===== Provided text

I have my ear pressed to the ground.  I am listening for water, as though my life depended on it.  No, not the literal, earthen ground… The ground of my inner-most being.  And the water is the pure, nourishing, musical flow of my essential self.

Every day I face the grating realization that my life is not what I want it to be.  I want a light, spacious, peaceful hOMe nestled in the glorious embrace of nature.  I want spiritually and creatively fulfilling work.  I want a husband to wake up with; to share life with.  I want a child or two.  I want plenty of money.

Instead I’m living with my mom at a spiritual community in the woods.  I’m teaching yoga in trade for credit toward more classes here.  (Saving up for meditation teacher training!)  I’m spiritually married to a man who I can’t be with (in the day to day sense of the words) (Although I s’pose it depends on what you mean by “waking up together”… Grin.).  I’m not pregnant.  Monetarily, I have the twenty dollars my Ma just shelled out so that I could by sprouted raisin bread at Master’s Market after I finish writing this.

See… there’s a seeming discrepancy between what I want and what I have.  And it’s driving me nuts, because I believe I have the power to create what I want in my life… but I feel stuck.  It’s a nauseatingly familiar feeling.

So I’ve been relentlessly stalking a SHIFT IN CONSCIOUSNESS.  Because Einstein was not just blowing smoke up our asses when he said that you can not solve a problem from the same consciousness that created it.  Yeah, so I’ve been flushing my mind with youtube recordings of Abraham Hicks, Wayne Dyer and Marianne Williamson, as well as daily readings from my beloved companion, A Course in Miracles.  Striving to spark remembrance of the Infinite Power within me.  I want it to be that I am dousing myself with figurative gasoline, so that when God decrees it, that destined match gets lit and tossed like a kiss on the wind, by a smirking Mother of Grace, and in a holy instant, my whole world roars in a blazing pyre of simultaneously spiritual and material success.

It really could happen.

But in the mean time, Abraham is drilling it into my thick scull that happiness does NOT come from external circumstances.  No!  Happiness is a permanent inner address.  Ugh!  You’d think that realizing this would be HALLELUJAH news… And really, it IS… but it’s also frustrating… because like, if that is true, and I know it IS, then why am I feeling stuck in “not happiness” so much of the time?

Because I still insist on clinging to ideas of how life SHOULD look, and this idea is forming a gaping Grand Canyon between the life I’m IN, and the life I WISH I was in.  And the only way I can ever hope to traverse it, is by sprouting WINGS, and I can only sprout wings by allowing the innate JOY of my divine essence to rise to the surface of my life and consciousness.

It appears that I’m chasing my tail.

==========
===== Data block

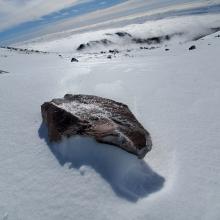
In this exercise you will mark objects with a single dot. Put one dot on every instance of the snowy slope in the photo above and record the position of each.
(174, 94)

==========

● **Task objective**
Reproduce the essay about feeling stuck, starting at "See… there’s a" and ending at "nauseatingly familiar feeling.", but swap "nuts" for "crazy".

● **Solution**
See… there’s a seeming discrepancy between what I want and what I have.  And it’s driving me crazy, because I believe I have the power to create what I want in my life… but I feel stuck.  It’s a nauseatingly familiar feeling.